- Jouw instructies -
Welke mate van arbeidsongeschiktheid heeft het UWV volgens het tekstgedeelte hieronder voor eiser berekend?

- Tekstgedeelte -
▽
De hiervoor genoemde functies mochten dan ook worden gebruikt voor de berekening van de mate van arbeidsongeschiktheid.
6. Op basis van de inkomsten die eiser met de geduide functies zou kunnen verdienen, heeft het UWV een berekening gemaakt die leidt tot de conclusie dat eiser met een mate van arbeidsongeschiktheid van 5,72% minder dan 35% arbeidsongeschikt is. Eiser heeft de berekening oneerlijk genoemd, maar daarbij erkend dat die volgens de daarvoor geldende regels is uitgevoerd. Voorts heeft eiser mogelijk aan willen geven dat zijn zogenaamde maatmanloon te laag is vastgesteld, gelet op de werkbriefjes die hij in beroep heeft overgelegd, maar nu hij die werkbriefjes naar eigen zeggen niet bij de curator van zijn ex-werkgever heeft ingediend, zal de door eiser gewenste verandering niet door een belastinginspecteur kunnen worden vastgesteld.
△
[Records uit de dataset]
▽
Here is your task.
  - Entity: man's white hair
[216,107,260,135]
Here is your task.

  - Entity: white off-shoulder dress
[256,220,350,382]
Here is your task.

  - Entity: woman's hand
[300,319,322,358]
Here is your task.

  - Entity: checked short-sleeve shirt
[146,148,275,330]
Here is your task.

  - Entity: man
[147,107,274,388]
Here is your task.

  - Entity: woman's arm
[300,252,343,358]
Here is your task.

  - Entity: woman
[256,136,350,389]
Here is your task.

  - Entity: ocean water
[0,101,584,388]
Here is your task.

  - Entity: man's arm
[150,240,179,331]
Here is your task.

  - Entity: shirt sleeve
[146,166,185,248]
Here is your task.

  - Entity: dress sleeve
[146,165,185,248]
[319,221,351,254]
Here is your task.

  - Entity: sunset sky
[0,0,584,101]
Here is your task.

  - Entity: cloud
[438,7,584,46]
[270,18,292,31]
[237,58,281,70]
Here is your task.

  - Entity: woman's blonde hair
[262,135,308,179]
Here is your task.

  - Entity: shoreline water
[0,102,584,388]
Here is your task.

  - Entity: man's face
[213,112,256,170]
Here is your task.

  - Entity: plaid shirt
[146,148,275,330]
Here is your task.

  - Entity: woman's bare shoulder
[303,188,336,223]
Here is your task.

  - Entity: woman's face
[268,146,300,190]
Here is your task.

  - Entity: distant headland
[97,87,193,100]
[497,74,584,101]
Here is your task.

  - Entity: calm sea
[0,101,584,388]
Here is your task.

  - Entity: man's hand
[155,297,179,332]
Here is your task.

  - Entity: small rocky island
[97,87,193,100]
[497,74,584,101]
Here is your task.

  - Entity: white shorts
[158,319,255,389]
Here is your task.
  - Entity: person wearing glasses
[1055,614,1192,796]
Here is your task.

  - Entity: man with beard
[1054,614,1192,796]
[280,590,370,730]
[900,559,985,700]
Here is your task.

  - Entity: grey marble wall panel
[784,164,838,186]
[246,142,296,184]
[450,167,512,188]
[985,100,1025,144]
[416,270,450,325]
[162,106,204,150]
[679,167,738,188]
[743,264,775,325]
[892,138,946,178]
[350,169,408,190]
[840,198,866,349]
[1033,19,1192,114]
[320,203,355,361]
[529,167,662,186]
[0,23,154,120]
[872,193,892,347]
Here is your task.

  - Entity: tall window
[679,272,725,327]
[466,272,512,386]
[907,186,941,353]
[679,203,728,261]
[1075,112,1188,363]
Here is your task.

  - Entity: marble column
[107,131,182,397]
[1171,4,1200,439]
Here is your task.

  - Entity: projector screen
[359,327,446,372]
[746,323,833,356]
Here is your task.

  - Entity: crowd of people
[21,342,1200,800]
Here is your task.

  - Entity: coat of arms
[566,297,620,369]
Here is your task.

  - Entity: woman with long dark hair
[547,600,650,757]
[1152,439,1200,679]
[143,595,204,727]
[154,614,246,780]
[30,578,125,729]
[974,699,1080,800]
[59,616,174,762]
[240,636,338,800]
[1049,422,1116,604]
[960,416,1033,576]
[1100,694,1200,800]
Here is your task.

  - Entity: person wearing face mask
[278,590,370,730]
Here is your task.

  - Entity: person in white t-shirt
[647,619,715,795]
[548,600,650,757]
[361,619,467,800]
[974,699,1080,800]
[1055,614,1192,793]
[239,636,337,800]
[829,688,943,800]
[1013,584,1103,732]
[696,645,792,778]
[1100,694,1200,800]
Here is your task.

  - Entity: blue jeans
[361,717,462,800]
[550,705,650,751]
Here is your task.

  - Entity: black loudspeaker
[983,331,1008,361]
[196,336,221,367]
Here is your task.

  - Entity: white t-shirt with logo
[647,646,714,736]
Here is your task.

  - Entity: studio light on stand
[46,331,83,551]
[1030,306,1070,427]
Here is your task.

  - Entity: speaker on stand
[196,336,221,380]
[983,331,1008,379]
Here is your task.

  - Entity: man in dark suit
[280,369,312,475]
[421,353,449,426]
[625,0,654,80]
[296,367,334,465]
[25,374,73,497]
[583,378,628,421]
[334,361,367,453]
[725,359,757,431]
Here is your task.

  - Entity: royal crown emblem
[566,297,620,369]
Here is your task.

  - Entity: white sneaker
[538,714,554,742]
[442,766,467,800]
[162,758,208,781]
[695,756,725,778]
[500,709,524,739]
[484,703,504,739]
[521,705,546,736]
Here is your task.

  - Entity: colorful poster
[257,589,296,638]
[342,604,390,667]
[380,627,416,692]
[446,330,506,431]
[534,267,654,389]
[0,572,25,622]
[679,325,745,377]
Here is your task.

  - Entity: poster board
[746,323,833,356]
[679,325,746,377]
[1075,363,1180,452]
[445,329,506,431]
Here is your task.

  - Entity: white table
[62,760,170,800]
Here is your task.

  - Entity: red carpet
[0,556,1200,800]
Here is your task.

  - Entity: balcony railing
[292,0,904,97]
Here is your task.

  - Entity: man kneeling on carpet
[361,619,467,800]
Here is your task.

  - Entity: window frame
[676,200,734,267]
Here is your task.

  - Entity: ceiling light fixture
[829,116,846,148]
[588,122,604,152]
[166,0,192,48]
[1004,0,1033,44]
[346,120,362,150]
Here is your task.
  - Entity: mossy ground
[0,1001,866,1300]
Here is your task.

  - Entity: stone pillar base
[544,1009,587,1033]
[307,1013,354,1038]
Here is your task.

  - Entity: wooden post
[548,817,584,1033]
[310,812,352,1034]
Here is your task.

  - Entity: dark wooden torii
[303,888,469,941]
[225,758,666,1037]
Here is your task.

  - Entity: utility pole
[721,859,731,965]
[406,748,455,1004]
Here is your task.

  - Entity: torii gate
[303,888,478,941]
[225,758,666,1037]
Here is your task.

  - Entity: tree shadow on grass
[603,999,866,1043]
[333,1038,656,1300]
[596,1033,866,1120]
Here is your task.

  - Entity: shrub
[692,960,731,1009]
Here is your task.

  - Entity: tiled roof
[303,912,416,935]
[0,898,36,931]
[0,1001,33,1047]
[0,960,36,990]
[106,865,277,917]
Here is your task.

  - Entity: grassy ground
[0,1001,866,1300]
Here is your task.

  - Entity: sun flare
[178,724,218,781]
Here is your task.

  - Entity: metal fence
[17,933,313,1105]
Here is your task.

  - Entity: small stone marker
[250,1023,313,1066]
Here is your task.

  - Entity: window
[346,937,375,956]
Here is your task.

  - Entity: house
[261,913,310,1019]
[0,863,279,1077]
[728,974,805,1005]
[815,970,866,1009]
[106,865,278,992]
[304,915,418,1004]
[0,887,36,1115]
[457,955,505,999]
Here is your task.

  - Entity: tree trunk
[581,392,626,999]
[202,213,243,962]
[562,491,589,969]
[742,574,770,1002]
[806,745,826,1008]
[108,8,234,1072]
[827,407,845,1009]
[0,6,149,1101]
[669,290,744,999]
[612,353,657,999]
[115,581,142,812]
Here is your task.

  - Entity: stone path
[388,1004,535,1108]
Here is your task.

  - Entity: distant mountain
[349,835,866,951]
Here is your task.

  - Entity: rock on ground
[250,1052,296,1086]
△
- Uitvoer opdracht -
Het UWV heeft voor eiser een mate van arbeidsongeschiktheid van 5,72% berekend.